**QUOTED TEXT**
....

The Waiāri Water Supply Scheme consists of an intake works and pumpstation adjacent to the Waiāri Stream together with a state-of-the-art treatment facility and twenty two kilometres of pipelines, designed to help meet the current and future water supply needs of our growing city.

The new plant is now operational and supplying drinking water for Tauranga.

A once-in-a-generation project

The Waiāri Stream is a new water source for Tauranga that will help ease the pressure on our existing streams, the Tautau and Waiorohi, and ensure our water supplies are able to continue to meet sustained growth.

The Waiāri Water Supply Scheme has been designed to meet Tauranga’s water demand now, and for at least the next 30 years as more connections are made to existing pipe networks.

The plant will mainly service the Pāpāmoa coastal strip/Te Tumu growth areas and in time will provide water to the whole of the coastal strip and will also provide a backup for Western Bay of Plenty District Council’s Te Puke water supply. This will help take the pressure off the water supply in other areas of the city.

We still need to be mindful of our water use

While the completion of this project to provide a new water supply for Tauranga is certainly something to celebrate, it’s not an invitation to increase our water use – in fact quite the opposite.

As a rapidly growing city we must adjust to changing environmental challenges by following good water conservation practices all year round, measures other cities around the world are accustomed to. It’s simply a matter of balance – we mustn’t consume water faster than the streams can replenish themselves. We all need to be mindful about how we use our share.

....

**ENTRIES**
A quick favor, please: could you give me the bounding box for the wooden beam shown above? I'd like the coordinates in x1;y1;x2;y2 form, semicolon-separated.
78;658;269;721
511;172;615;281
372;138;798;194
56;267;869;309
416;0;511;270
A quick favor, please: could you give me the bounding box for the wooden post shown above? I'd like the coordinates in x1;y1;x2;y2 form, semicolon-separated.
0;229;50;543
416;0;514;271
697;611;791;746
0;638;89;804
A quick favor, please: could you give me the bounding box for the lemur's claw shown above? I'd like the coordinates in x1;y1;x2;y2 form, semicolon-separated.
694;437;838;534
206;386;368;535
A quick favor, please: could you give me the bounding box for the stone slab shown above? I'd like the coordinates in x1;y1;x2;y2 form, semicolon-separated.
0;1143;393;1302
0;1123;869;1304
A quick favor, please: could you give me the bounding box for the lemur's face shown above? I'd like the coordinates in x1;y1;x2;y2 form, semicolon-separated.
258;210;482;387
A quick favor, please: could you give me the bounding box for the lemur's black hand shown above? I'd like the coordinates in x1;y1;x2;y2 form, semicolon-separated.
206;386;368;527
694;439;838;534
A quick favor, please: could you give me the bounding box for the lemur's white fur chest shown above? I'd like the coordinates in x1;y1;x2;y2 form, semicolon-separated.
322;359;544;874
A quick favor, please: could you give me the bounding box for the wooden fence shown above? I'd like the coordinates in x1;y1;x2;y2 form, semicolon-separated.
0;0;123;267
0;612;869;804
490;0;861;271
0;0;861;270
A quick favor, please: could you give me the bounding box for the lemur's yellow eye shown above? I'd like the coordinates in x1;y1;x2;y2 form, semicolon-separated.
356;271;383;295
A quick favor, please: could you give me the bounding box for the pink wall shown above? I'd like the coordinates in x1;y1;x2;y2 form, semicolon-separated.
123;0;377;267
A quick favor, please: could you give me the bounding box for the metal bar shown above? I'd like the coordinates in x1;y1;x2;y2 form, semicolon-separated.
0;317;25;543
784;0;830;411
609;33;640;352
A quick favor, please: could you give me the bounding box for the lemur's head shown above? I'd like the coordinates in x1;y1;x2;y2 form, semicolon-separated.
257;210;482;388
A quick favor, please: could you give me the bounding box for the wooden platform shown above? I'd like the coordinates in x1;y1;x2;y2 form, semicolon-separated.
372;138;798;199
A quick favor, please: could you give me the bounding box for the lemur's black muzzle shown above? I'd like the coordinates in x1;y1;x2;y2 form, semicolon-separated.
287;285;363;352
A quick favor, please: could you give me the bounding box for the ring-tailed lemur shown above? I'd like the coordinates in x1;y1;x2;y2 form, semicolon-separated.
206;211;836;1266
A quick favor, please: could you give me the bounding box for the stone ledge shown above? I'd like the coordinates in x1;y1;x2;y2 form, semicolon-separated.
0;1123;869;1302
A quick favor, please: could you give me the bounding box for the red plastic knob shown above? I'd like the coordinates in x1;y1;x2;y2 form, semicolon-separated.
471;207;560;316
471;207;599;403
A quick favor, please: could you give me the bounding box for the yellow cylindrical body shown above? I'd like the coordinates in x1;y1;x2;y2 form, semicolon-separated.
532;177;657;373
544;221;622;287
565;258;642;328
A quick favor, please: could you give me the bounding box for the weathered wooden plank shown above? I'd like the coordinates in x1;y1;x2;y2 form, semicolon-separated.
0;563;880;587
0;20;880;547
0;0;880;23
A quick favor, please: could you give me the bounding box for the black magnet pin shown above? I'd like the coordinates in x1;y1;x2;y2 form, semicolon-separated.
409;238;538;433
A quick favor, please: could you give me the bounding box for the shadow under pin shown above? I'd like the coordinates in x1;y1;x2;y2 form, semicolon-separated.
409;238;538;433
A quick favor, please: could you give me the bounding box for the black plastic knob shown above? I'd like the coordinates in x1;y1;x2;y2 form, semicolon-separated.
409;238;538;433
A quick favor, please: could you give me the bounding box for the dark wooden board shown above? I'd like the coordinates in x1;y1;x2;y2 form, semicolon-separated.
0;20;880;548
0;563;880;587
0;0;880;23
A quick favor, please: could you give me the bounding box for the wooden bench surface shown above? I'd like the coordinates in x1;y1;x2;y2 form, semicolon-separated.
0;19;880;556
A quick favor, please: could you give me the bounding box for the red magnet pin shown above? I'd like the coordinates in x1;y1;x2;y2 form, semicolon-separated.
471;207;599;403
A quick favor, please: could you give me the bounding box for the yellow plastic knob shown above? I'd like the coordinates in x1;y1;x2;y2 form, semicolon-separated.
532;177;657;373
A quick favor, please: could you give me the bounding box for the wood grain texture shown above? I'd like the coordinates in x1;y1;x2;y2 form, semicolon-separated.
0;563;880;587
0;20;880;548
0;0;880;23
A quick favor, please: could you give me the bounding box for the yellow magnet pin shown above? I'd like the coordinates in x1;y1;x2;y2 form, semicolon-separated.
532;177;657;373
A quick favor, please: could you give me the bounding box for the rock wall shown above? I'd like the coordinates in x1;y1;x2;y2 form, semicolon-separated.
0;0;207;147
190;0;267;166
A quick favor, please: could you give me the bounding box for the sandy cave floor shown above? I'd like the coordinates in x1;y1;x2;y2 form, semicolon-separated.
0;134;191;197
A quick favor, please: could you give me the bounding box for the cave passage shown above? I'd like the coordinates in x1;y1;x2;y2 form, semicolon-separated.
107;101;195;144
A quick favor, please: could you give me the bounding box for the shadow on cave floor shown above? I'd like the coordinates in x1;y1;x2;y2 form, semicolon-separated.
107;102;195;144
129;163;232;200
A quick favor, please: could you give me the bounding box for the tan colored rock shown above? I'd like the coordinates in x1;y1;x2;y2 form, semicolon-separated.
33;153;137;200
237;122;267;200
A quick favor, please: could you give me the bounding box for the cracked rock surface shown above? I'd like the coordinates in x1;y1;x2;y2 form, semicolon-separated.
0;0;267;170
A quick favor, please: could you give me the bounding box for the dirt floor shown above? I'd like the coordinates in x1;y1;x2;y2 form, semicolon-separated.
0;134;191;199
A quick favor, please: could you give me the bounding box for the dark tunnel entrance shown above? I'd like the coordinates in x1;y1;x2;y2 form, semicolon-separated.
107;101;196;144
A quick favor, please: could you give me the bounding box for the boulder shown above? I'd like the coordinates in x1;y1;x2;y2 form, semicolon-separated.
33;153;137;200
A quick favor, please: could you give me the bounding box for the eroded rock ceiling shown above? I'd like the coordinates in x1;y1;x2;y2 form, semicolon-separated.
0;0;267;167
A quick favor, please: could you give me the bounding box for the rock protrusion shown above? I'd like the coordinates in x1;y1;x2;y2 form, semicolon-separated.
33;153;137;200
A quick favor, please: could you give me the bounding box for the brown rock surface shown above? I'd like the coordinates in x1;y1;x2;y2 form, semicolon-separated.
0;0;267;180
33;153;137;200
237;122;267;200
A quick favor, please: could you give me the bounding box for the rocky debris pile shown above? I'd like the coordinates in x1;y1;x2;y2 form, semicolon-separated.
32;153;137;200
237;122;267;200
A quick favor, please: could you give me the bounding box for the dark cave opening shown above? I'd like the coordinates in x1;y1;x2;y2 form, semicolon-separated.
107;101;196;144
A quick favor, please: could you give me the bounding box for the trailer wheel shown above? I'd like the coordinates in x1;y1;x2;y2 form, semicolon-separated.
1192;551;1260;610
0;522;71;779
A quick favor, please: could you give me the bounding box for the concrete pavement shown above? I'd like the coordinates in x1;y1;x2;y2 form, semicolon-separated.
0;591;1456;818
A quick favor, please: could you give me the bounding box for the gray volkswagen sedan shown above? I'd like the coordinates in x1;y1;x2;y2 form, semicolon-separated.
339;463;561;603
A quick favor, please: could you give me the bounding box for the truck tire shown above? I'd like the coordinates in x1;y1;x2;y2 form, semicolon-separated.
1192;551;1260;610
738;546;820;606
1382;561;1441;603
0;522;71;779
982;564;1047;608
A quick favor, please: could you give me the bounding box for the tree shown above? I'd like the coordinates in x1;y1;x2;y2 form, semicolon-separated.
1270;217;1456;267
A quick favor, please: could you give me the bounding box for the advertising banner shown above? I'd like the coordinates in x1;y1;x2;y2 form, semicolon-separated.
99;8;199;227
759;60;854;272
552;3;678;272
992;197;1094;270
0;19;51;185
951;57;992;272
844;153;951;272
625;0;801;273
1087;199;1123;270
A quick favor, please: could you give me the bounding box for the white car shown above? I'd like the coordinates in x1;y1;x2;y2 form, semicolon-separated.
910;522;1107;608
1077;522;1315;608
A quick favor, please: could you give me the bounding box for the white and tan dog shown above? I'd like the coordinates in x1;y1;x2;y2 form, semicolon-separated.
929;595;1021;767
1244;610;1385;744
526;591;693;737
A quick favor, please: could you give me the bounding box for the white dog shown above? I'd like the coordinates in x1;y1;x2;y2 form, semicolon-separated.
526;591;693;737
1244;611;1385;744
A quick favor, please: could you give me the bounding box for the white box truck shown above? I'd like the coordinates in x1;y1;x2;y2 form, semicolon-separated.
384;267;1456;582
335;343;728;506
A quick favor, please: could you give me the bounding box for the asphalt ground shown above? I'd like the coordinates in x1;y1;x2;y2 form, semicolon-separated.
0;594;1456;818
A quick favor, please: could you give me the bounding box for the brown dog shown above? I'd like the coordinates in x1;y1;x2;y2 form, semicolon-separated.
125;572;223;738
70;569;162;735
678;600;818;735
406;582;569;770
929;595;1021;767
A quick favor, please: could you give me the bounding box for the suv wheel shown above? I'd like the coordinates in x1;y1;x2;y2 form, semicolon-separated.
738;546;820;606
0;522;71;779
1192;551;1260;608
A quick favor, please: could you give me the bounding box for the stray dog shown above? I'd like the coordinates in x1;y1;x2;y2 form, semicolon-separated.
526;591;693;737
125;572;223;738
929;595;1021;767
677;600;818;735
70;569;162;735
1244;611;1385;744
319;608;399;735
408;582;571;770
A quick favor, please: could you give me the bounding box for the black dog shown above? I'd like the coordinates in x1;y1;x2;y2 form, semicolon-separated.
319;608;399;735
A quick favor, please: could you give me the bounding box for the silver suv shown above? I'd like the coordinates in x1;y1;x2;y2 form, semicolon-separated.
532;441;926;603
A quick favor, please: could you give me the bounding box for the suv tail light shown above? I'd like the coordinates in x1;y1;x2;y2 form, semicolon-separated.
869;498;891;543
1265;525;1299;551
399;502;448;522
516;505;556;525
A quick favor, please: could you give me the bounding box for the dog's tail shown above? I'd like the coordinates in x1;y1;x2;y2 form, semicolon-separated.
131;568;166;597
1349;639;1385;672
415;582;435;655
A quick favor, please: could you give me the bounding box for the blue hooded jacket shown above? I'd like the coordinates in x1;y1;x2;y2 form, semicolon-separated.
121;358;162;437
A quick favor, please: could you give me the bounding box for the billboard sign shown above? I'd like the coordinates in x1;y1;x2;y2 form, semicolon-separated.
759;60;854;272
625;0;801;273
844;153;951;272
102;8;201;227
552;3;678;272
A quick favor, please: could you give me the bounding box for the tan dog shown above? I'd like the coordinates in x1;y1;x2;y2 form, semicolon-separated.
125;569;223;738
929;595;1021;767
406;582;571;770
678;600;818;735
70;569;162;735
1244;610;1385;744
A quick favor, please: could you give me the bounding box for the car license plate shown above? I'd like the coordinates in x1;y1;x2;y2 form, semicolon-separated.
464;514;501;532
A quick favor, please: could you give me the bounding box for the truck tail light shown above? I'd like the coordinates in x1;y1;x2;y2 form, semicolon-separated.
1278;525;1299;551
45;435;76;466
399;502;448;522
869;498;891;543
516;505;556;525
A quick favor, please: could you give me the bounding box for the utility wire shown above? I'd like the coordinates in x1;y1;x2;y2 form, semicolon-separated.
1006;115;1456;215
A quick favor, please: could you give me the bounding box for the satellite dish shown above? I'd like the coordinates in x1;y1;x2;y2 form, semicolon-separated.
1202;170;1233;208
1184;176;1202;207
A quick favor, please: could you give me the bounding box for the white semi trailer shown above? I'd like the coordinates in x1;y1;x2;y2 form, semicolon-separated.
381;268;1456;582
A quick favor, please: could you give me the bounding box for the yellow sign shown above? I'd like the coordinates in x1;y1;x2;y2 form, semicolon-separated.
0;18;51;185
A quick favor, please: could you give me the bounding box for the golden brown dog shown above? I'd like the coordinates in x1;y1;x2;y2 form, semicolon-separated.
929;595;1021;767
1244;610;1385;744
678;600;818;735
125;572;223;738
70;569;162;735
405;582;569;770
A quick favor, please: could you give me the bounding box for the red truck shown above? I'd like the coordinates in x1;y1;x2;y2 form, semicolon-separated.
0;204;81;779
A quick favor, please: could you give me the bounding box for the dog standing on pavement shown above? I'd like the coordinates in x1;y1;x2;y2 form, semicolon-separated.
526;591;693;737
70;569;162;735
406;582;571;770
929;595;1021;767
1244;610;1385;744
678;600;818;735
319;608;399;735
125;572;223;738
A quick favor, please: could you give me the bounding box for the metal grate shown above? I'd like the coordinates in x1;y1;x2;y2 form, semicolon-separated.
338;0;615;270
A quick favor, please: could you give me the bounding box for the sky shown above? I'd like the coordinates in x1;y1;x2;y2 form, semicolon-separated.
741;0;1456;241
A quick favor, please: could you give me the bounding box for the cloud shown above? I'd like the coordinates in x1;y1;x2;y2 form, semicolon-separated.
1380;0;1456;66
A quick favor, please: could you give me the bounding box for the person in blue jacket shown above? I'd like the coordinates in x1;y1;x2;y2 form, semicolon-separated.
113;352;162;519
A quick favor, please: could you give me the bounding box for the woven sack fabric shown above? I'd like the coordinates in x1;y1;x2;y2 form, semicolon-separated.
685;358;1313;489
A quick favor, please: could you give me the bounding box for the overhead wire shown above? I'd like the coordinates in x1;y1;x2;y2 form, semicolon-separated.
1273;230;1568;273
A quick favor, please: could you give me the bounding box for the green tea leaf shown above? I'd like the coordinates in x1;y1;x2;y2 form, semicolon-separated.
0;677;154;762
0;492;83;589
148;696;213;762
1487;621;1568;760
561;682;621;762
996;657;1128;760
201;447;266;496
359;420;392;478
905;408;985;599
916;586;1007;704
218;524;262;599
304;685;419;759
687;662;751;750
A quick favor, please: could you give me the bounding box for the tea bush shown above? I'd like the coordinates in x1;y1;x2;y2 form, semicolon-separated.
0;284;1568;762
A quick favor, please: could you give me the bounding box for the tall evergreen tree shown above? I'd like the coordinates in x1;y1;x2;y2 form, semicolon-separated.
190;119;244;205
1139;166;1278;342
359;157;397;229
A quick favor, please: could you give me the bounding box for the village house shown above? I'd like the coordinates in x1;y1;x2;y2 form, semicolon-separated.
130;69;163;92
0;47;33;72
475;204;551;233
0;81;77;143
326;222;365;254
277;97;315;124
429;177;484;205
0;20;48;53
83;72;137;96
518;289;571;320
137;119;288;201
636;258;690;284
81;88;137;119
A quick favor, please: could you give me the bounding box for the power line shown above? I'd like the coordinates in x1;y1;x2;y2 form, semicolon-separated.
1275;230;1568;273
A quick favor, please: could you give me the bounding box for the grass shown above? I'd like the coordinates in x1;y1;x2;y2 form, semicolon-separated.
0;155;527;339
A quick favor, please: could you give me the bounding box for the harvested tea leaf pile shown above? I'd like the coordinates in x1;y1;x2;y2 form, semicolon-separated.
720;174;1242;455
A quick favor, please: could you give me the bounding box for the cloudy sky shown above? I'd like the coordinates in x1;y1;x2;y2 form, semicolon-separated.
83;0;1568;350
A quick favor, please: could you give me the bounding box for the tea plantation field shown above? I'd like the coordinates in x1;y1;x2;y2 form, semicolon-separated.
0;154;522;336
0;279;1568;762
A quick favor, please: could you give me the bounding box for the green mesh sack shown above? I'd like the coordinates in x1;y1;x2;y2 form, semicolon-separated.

....

**TO DO**
- A) According to the water supply text, which two existing streams will the new Waiāri source ease pressure on?
- B) Say whether each statement agrees with the water supply text, giving yes or no and quoting the words that decide it: (i) The new plant is already supplying drinking water for Tauranga. (ii) The scheme is designed to meet Tauranga's water demand for at least the next 50 years. (iii) The plant will mainly serve the Pāpāmoa coastal strip/Te Tumu growth areas.
- C) Return the water supply text from "As a rapidly" up to and including "use our share.".
Answer using only the water supply text.

**WRITTEN ANSWERS**
- A) The Tautau and the Waiorohi.

- B)
(i) Yes: "The new plant is now operational and supplying drinking water for Tauranga."
(ii) No: "for at least the next 30 years"
(iii) Yes: "The plant will mainly service the Pāpāmoa coastal strip/Te Tumu growth areas"

- C)
As a rapidly growing city we must adjust to changing environmental challenges by following good water conservation practices all year round, measures other cities around the world are accustomed to. It’s simply a matter of balance – we mustn’t consume water faster than the streams can replenish themselves. We all need to be mindful about how we use our share.